▸ What you need to do
List each line of the rows below that contains the string "shown", with case counting in the match.

......

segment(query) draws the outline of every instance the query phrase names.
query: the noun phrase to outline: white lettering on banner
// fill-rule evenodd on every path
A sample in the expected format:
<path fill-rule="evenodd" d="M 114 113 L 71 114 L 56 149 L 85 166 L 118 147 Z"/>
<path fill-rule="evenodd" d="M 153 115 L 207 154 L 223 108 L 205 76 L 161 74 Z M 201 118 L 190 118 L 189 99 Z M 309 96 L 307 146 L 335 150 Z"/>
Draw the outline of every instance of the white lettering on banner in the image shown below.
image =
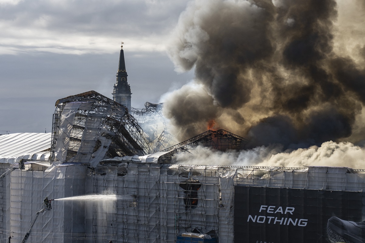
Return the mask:
<path fill-rule="evenodd" d="M 273 219 L 274 219 L 272 221 L 271 220 Z M 265 216 L 257 217 L 257 215 L 254 215 L 254 216 L 253 217 L 252 215 L 249 215 L 247 219 L 247 222 L 250 222 L 251 220 L 252 222 L 260 223 L 262 224 L 266 222 L 268 224 L 273 223 L 274 224 L 278 223 L 283 225 L 289 225 L 291 224 L 294 226 L 297 226 L 303 227 L 307 226 L 308 221 L 308 219 L 300 219 L 299 220 L 298 220 L 298 219 L 295 219 L 293 220 L 291 218 L 281 218 L 280 219 L 278 218 L 277 217 L 266 217 Z M 283 220 L 284 220 L 284 222 L 283 222 Z M 297 224 L 297 223 L 298 223 Z"/>
<path fill-rule="evenodd" d="M 266 205 L 261 205 L 261 207 L 260 208 L 260 210 L 259 210 L 259 212 L 261 212 L 261 211 L 263 210 L 266 210 L 266 211 L 268 213 L 283 213 L 283 214 L 287 214 L 288 213 L 290 213 L 291 214 L 293 215 L 293 212 L 294 211 L 294 208 L 292 208 L 290 207 L 288 207 L 285 208 L 285 212 L 283 212 L 283 207 L 280 206 L 277 208 L 277 209 L 274 211 L 274 210 L 276 207 L 275 206 L 269 206 L 268 207 Z M 266 208 L 267 208 L 266 209 Z"/>
<path fill-rule="evenodd" d="M 276 209 L 276 210 L 275 210 Z M 294 211 L 295 208 L 288 207 L 285 208 L 285 211 L 283 210 L 283 207 L 280 206 L 277 207 L 275 206 L 268 206 L 267 205 L 261 205 L 260 207 L 260 210 L 258 211 L 259 212 L 261 212 L 262 211 L 266 211 L 266 212 L 269 213 L 280 213 L 281 214 L 290 214 L 293 215 L 293 212 Z M 293 219 L 290 217 L 273 217 L 270 216 L 263 216 L 262 215 L 258 216 L 249 215 L 247 218 L 247 222 L 250 222 L 250 221 L 256 223 L 259 223 L 261 224 L 266 223 L 268 224 L 282 224 L 283 225 L 289 225 L 290 224 L 294 226 L 302 226 L 303 227 L 307 226 L 308 222 L 308 219 Z M 262 242 L 260 242 L 260 243 Z M 258 241 L 257 243 L 259 241 Z M 265 243 L 265 242 L 264 242 Z"/>

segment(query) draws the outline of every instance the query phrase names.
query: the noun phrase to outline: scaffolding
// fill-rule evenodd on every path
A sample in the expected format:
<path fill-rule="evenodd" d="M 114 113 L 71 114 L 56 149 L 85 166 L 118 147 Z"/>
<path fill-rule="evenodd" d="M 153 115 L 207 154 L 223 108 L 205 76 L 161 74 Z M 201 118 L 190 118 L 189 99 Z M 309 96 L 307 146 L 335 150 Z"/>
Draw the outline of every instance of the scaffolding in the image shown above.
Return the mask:
<path fill-rule="evenodd" d="M 219 211 L 225 203 L 229 210 L 233 191 L 231 198 L 222 199 L 222 180 L 229 180 L 225 170 L 139 163 L 98 165 L 87 179 L 86 194 L 115 192 L 121 198 L 130 198 L 110 202 L 103 214 L 100 205 L 89 208 L 85 215 L 92 218 L 87 222 L 93 222 L 92 234 L 105 234 L 102 242 L 175 242 L 177 235 L 197 227 L 217 236 L 220 232 L 226 238 L 228 233 L 219 231 L 225 228 L 220 223 Z"/>

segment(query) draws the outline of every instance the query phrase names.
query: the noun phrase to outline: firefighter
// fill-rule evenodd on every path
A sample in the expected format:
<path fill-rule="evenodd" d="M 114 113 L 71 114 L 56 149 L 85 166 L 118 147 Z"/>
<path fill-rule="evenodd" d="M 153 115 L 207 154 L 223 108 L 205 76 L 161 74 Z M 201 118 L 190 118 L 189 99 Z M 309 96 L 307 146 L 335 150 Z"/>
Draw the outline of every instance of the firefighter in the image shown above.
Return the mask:
<path fill-rule="evenodd" d="M 49 207 L 49 202 L 50 201 L 48 200 L 48 197 L 46 197 L 46 198 L 43 200 L 43 203 L 44 203 L 45 206 L 46 208 Z"/>

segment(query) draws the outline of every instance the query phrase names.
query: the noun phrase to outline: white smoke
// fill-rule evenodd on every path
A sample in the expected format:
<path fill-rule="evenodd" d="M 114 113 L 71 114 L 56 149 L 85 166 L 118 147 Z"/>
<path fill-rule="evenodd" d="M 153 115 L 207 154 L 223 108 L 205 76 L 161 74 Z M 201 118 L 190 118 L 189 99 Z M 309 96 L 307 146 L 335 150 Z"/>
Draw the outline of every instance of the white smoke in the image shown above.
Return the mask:
<path fill-rule="evenodd" d="M 239 152 L 217 151 L 198 147 L 194 156 L 179 154 L 174 159 L 180 164 L 268 166 L 301 167 L 334 166 L 365 169 L 365 148 L 349 142 L 323 143 L 320 147 L 312 146 L 280 152 L 280 147 L 258 147 Z"/>

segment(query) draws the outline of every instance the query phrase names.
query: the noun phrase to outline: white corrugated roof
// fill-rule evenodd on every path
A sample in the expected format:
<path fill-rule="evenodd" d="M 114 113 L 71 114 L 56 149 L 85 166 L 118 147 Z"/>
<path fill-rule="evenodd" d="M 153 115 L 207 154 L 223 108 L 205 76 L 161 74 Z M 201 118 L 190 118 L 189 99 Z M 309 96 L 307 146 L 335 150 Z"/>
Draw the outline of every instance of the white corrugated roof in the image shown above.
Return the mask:
<path fill-rule="evenodd" d="M 0 135 L 0 163 L 14 164 L 21 158 L 47 160 L 51 133 L 22 133 Z M 44 152 L 42 152 L 44 151 Z"/>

......

▸ Exercise answer
Draw the outline of every instance of the white lettering on banner in the image shown below.
Draw the outline of every instance of the scaffolding in the image shown above.
Draw the outline of every instance of the firefighter in the image shown above.
Draw the outline of every instance of the white smoke in the image shown above.
Draw the outline of every instance of the white corrugated roof in the image shown above.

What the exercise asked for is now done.